Na Hipocrisia do mundo você se descobre,
e, se encontra, quando vive um grande amor
Vicente Alencar

segunda-feira, 4 de fevereiro de 2019

A CRÍTICA SOCIAL - Rui Martinho Rodrigues.


A CRÍTICA SOCIAL
Um professor de literatura, na Inglaterra, orientou a produção de um conto: um escândalo sexual, um mistério e a família real poderiam torná-lo mais atraente. Um rapaz fez o “dever de classe” escrevendo o seguinte texto: “a rainha está grávida e não se sabe quem é o pai”. A crítica social também tem uma receita mais diversificada. Defenda a igualdade, mas de modo vago. Não faça distinção entre desigualdade (que é jurídica, social, cultural) e diferença (que é física, legítima ou natural). Não distinga entre igualdade de todos em tudo; de todos em algo; de alguns em tudo; de alguns em algo; nem entre a igualdade de oportunidades e a de resultados. O relativismo servirá de panóplia. Não existindo verdade você jamais estará errado. Mas não deixe de invocar a verdade contra quem diverge de você. A dialética, que Lucio Colletti (1924 – 2001) considerava uma senhora de costumes cognoscitivos fáceis, será de grandr ajuda. Permite contradições escudadas na tese da unidade dos contrários. Use conceitos indeterminados, como justiça e dignidade humana. A exemplo do que ocorre com as obras de arte, cada um entenderá ao seu modo. Joaquim Maria Machado de Assis (1839 – 1908), no conto Teoria do Medalhão, já recomendava o discurso vago como forma de contornar divergências e aparentar sabedoria.

◆ ◆ ◆ ◆ ◆

Pedido por escrito A. Segundo o texto selecionado, em qual conto Machado de Assis já recomendava o discurso vago?
Pedido por escrito B. Resuma o parágrafo do texto selecionado que começa com "Um professor de literatura", mantendo seus fatos principais.
Pedido por escrito C. Transcreva do texto selecionado o trecho que começa em "Na Hipocrisia do" e termina em "Rui Martinho Rodrigues.".

Dados extraídos.
◆ ◆ ◆ ◆ ◆

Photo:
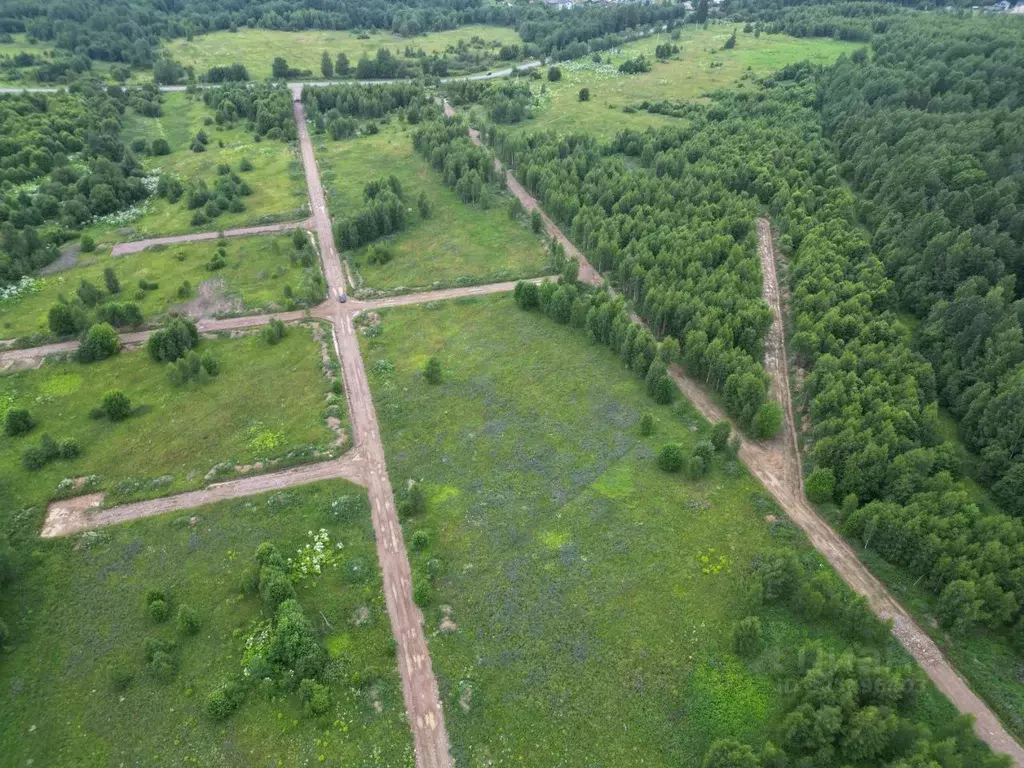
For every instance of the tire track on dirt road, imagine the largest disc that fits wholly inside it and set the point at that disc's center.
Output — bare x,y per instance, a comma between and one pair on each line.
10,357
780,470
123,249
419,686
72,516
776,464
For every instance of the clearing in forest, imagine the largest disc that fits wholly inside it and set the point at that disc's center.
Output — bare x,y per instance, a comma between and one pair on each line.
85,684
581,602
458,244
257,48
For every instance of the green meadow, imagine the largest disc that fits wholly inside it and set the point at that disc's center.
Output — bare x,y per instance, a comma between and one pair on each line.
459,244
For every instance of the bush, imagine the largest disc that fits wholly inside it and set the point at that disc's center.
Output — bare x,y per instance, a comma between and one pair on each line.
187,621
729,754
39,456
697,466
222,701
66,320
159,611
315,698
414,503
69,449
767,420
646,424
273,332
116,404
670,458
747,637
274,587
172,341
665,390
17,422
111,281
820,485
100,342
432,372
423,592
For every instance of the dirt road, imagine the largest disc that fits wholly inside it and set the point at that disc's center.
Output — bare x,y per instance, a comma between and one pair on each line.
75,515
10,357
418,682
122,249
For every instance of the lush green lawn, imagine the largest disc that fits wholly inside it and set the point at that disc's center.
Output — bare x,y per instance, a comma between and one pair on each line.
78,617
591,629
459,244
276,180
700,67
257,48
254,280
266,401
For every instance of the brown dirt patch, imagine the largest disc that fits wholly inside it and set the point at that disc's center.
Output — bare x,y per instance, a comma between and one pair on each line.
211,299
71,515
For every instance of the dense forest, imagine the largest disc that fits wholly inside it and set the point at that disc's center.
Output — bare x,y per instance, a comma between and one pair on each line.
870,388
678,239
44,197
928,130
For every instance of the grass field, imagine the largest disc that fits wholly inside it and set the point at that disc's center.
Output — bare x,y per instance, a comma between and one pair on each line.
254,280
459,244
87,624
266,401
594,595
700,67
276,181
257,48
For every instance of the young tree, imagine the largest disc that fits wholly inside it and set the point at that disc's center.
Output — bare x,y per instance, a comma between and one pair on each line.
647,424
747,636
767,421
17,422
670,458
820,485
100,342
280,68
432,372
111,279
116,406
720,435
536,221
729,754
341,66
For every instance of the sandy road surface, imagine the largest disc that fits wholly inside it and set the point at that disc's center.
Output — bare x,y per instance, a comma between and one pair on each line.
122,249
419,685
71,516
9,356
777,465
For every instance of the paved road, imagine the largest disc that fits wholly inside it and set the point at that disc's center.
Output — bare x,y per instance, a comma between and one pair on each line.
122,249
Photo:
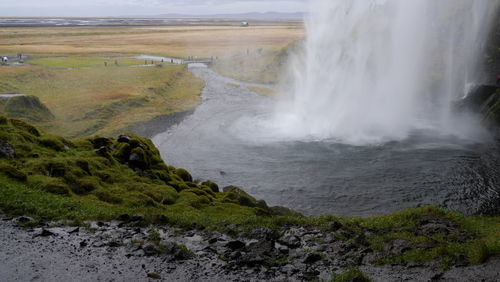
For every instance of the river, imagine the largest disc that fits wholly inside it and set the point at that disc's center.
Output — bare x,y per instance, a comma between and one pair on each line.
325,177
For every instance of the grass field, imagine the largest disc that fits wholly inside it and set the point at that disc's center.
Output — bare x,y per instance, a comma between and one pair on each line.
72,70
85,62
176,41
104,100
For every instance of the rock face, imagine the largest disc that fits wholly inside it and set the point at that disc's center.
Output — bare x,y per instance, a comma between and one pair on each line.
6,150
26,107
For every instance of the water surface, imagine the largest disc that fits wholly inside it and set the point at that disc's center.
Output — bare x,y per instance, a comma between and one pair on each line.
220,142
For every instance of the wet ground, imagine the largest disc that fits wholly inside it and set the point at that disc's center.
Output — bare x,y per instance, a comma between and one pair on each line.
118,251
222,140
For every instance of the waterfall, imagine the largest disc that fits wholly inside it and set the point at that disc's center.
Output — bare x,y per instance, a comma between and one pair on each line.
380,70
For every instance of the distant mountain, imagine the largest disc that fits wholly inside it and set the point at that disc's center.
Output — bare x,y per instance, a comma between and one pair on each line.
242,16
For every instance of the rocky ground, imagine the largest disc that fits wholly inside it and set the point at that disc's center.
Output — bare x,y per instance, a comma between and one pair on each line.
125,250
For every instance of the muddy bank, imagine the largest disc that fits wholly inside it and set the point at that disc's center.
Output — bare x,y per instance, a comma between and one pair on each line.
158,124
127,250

◆ ◆ ◆ ◆ ◆

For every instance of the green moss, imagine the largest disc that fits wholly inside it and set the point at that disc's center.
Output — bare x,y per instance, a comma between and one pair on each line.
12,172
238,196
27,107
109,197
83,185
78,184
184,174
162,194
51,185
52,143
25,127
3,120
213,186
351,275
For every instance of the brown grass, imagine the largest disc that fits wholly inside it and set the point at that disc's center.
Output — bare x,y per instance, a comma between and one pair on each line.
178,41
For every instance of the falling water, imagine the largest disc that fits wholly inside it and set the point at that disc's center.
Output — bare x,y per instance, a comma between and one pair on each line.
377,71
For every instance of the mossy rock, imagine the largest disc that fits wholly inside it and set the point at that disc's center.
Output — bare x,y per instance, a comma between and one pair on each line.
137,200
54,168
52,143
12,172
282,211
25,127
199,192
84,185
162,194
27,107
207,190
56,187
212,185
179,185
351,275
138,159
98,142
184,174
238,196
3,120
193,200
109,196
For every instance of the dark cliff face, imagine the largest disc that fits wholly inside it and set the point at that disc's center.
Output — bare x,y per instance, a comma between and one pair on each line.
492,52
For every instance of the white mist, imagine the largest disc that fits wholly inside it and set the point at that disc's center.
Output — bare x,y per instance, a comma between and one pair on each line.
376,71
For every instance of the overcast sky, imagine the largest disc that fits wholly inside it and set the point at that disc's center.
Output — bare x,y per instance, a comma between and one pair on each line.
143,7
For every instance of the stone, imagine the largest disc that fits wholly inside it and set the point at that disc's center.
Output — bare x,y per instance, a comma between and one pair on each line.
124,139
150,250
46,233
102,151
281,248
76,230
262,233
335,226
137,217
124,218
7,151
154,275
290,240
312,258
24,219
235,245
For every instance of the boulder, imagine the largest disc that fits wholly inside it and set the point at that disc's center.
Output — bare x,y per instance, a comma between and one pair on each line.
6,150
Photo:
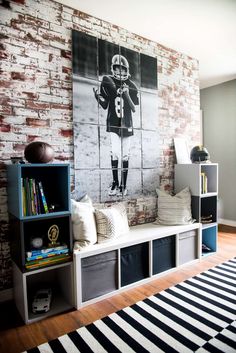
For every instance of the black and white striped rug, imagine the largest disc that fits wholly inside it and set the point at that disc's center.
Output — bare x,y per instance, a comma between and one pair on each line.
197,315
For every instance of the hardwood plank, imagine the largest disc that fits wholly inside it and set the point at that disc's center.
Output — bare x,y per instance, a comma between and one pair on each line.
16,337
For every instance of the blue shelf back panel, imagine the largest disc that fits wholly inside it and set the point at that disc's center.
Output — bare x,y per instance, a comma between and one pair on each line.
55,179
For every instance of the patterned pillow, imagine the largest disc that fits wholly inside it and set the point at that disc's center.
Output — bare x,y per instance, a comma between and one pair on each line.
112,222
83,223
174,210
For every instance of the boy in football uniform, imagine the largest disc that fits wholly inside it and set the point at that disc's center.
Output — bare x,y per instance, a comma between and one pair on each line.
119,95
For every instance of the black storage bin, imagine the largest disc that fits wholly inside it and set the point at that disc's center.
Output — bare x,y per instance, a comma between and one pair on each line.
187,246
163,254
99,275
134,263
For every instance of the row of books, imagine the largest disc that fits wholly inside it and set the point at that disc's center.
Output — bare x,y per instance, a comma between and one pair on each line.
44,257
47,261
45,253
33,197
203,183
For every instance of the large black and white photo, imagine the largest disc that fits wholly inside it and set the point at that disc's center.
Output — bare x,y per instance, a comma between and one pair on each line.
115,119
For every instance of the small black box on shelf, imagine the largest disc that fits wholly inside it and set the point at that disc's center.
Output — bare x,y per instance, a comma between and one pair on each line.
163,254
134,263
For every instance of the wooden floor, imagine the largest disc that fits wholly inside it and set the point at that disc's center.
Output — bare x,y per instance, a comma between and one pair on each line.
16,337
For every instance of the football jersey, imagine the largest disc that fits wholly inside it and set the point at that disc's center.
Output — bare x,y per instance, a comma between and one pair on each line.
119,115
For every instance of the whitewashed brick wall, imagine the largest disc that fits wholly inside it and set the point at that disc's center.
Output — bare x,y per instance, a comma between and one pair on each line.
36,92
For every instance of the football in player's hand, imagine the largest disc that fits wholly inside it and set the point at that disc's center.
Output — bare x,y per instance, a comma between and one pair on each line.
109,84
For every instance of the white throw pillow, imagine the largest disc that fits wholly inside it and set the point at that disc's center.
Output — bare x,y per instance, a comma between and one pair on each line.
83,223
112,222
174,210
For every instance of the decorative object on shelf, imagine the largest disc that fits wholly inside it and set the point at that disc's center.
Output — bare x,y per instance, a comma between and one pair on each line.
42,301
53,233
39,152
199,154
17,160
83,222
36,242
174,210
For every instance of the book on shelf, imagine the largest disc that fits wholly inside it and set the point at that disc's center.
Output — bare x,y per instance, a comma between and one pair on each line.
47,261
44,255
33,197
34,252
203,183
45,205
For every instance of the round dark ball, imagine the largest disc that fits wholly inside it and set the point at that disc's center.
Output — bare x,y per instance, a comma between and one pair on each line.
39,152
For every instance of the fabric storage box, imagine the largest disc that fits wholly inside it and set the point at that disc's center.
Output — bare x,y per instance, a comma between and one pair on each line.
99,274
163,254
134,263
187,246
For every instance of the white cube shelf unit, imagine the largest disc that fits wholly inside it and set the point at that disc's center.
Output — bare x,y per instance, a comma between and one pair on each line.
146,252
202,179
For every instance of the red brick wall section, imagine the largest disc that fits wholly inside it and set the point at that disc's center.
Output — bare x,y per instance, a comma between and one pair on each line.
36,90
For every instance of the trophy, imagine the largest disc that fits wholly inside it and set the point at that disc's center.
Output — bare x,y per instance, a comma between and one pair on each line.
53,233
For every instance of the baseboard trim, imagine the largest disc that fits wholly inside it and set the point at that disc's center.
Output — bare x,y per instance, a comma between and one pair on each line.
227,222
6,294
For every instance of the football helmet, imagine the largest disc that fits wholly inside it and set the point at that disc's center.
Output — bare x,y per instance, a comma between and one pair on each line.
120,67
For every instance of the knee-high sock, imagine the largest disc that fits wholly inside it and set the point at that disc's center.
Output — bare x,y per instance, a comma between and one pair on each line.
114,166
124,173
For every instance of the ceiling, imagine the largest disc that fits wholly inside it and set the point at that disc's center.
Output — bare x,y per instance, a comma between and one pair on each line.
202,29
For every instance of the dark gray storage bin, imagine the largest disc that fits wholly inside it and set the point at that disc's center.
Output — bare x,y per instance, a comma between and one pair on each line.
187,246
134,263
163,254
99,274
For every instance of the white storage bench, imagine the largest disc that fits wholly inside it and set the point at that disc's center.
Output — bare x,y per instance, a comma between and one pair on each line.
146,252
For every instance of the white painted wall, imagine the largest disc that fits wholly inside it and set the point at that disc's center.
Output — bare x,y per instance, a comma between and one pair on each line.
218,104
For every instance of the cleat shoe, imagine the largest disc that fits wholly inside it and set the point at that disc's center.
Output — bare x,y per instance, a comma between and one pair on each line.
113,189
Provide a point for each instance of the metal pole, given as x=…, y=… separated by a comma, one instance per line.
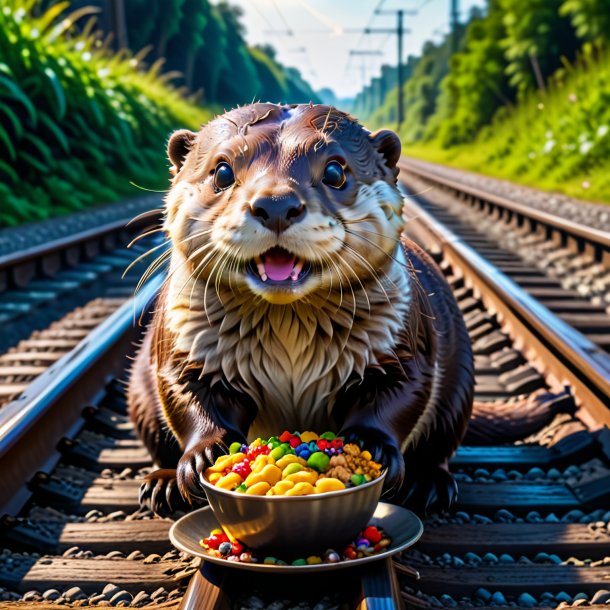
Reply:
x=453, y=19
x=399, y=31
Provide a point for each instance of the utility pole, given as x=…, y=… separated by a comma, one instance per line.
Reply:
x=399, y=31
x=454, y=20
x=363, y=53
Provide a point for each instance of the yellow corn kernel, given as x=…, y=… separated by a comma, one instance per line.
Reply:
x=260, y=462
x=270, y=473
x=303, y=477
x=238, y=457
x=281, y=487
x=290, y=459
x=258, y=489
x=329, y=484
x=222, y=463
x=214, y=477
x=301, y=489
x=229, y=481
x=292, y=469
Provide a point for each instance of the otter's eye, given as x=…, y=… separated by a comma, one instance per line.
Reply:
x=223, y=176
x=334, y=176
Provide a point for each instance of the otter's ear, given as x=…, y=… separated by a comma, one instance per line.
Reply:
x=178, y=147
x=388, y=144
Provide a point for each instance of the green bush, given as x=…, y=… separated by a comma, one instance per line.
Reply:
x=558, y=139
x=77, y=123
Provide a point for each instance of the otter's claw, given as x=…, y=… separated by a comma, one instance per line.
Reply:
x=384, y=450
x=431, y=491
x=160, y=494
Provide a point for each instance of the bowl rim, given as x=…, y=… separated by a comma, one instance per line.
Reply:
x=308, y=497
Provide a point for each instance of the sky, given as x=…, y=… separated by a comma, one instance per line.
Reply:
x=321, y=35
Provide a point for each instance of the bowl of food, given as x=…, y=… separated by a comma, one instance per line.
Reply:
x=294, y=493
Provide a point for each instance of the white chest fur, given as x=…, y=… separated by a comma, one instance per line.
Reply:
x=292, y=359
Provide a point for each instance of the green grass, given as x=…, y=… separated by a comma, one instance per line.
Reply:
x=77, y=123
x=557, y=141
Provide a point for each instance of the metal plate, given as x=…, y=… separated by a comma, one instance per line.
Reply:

◆ ◆ ◆ ◆ ◆

Resposta correta A. Teoria do Medalhão.

Resposta correta B. Na Inglaterra, um professor de literatura sugeriu que um escândalo sexual, um mistério e a família real tornariam um conto mais atraente. Um rapaz então escreveu: "a rainha está grávida e não se sabe quem é o pai". A crítica social segue uma receita semelhante, porém mais variada. Ela defende a igualdade de modo vago, sem distinguir desigualdade de diferença nem os tipos de igualdade, como a de oportunidades e a de resultados. Também se apoia no relativismo: nega a verdade, mas a invoca contra quem diverge. Recorre à dialética, que Lucio Colletti via como uma senhora de costumes cognoscitivos fáceis, para abrigar contradições. Por fim, usa conceitos indeterminados, como justiça e dignidade humana, que cada um entende a seu modo. Machado de Assis, em Teoria do Medalhão, já recomendava o discurso vago para contornar divergências e aparentar sabedoria.

Resposta correta C.
Na Hipocrisia do mundo você se descobre,
e, se encontra, quando vive um grande amor
Vicente Alencar

segunda-feira, 4 de fevereiro de 2019

A CRÍTICA SOCIAL - Rui Martinho Rodrigues.